### EXERCISE
Turn the rows into a numbered list that leaves out blank lines. Cover everything from the start of the rows up to and including the line with "[10,92,422,432]".

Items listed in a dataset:
--- Start ---
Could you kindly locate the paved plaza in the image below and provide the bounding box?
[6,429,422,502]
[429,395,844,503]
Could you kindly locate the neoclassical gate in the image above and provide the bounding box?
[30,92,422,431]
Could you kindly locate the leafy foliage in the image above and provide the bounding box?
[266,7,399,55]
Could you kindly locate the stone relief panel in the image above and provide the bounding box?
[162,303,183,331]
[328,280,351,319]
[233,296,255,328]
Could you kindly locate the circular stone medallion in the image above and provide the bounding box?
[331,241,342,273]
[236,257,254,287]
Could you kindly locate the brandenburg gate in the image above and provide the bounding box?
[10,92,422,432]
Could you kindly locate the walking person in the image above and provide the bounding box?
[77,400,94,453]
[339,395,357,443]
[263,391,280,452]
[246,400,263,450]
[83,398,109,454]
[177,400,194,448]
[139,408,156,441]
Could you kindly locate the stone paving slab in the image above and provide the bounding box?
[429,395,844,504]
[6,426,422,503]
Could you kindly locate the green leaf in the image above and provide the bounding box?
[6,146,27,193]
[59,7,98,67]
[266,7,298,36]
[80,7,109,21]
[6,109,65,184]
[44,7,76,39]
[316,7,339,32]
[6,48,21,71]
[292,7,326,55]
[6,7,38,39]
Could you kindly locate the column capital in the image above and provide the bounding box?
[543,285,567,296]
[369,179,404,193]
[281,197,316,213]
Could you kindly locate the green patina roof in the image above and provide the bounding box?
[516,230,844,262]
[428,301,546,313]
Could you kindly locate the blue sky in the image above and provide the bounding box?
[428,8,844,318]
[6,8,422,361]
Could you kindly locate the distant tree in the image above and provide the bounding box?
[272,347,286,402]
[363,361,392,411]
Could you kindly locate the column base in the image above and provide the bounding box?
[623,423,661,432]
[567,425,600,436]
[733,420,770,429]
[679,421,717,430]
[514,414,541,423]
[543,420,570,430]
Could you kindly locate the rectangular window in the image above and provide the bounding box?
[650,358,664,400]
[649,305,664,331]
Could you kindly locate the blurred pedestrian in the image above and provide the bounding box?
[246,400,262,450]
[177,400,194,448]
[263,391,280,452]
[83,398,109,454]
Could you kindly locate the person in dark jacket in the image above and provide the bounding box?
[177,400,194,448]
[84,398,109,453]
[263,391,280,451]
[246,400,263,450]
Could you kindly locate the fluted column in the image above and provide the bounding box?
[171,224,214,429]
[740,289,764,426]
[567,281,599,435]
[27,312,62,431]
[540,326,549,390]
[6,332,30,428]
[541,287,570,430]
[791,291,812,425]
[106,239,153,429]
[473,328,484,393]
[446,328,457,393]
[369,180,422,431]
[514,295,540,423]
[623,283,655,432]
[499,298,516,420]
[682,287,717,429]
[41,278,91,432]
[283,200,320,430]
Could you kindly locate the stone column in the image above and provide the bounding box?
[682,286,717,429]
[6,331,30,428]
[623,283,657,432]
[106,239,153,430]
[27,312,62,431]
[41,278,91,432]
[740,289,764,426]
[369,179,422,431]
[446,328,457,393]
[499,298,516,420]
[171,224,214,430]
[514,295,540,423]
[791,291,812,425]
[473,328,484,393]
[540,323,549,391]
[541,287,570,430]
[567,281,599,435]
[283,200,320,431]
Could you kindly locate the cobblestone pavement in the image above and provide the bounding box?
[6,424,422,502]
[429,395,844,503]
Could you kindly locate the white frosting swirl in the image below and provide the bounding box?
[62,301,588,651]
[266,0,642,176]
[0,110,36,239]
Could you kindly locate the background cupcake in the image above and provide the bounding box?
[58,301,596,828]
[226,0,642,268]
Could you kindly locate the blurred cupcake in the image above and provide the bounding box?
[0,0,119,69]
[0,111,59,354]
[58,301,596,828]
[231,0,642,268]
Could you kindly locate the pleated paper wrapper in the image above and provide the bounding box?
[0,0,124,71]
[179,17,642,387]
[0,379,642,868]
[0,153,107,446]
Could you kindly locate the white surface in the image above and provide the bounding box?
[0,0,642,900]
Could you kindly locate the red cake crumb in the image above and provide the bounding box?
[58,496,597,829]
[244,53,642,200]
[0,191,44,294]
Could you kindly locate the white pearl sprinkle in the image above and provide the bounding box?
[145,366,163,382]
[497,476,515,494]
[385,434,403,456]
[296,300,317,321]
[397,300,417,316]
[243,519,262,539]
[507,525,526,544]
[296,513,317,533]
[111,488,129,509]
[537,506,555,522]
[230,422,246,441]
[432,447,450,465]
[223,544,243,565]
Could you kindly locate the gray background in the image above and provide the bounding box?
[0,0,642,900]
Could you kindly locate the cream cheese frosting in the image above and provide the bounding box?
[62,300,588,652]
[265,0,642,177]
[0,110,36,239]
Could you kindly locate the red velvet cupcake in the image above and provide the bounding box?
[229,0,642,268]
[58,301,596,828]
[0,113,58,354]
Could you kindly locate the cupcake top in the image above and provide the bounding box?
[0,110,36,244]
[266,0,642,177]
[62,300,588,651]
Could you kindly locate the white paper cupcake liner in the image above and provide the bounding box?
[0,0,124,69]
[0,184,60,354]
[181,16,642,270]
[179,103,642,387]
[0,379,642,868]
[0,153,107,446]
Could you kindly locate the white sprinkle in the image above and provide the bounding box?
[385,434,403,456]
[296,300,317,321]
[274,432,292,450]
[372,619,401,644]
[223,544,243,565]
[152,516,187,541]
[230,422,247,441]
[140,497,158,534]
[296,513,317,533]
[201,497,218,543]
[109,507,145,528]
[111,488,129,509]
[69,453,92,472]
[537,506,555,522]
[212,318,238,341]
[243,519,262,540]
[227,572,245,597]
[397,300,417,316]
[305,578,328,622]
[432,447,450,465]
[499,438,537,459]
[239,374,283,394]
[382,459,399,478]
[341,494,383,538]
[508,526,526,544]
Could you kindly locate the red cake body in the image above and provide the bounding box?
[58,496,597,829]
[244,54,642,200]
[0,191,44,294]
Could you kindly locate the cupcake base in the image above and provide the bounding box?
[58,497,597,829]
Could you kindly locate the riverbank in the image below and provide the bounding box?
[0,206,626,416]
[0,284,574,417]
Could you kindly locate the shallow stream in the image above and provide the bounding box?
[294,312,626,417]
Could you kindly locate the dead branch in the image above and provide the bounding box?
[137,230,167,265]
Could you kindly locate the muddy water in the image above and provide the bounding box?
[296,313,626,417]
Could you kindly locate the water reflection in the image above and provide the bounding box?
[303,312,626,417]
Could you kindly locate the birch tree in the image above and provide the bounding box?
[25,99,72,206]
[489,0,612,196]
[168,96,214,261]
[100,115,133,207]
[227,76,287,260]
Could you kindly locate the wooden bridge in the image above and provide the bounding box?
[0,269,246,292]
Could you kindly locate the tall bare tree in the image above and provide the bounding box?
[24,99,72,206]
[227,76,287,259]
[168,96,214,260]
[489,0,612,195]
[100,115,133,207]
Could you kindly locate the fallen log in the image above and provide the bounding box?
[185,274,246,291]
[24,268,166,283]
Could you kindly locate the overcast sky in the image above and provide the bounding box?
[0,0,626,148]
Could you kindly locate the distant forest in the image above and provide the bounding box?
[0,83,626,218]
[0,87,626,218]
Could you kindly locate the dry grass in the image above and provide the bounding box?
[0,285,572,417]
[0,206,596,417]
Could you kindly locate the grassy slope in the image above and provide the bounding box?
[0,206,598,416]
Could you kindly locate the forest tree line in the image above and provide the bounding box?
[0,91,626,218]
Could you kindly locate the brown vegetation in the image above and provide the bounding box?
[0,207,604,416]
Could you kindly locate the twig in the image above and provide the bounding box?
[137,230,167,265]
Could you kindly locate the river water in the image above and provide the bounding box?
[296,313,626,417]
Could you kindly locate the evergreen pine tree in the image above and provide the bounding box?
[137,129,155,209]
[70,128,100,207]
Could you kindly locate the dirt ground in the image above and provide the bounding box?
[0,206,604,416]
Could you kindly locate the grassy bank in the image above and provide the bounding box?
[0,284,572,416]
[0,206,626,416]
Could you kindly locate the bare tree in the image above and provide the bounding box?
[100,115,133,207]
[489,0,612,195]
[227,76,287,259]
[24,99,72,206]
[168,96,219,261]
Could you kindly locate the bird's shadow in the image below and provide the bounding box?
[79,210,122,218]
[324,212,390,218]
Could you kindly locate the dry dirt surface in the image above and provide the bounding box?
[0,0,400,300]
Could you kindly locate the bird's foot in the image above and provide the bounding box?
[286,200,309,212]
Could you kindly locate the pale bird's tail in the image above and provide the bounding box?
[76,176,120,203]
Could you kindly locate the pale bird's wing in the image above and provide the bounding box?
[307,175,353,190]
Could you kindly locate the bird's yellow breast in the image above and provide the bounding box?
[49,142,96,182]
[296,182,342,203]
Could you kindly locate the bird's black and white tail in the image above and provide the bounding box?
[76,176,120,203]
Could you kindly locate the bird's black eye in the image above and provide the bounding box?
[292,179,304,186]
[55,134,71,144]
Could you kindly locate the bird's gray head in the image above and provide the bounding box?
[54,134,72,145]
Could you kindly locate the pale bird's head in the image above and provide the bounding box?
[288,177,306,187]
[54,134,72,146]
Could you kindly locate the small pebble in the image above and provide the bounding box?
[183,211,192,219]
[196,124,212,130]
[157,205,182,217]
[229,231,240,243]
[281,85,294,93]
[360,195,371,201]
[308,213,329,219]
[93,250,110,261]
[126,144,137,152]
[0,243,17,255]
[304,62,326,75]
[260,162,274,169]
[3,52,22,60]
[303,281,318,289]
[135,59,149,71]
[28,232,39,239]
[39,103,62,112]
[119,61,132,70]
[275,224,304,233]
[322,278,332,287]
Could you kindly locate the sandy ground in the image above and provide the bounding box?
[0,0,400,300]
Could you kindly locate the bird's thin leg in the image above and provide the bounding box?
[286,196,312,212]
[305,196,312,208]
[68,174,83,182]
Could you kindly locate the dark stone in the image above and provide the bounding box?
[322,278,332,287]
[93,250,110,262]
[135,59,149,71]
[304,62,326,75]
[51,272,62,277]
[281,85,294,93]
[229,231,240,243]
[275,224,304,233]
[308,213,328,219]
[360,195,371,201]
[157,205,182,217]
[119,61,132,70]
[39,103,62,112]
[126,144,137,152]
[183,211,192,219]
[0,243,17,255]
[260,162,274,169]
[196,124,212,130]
--- End ---
### TASK RESULT
1. Could you kindly locate the paved plaza in the image below and provide the bounding box?
2. [6,429,422,502]
3. [429,395,844,503]
4. Could you kindly locate the neoclassical gate in the image above and provide the bounding box?
5. [30,92,422,431]
6. Could you kindly locate the leafy foliage in the image above and provide the bounding box?
7. [266,7,399,55]
8. Could you kindly locate the stone relief panel in the image above and provide the bounding box?
9. [162,303,183,331]
10. [328,280,351,319]
11. [233,296,255,328]
12. Could you kindly locate the circular stone medallion in the image above and provide the bounding box?
13. [331,241,342,273]
14. [236,257,254,287]
15. Could you kindly locate the brandenburg gate in the image above and provide the bounding box?
16. [10,92,422,432]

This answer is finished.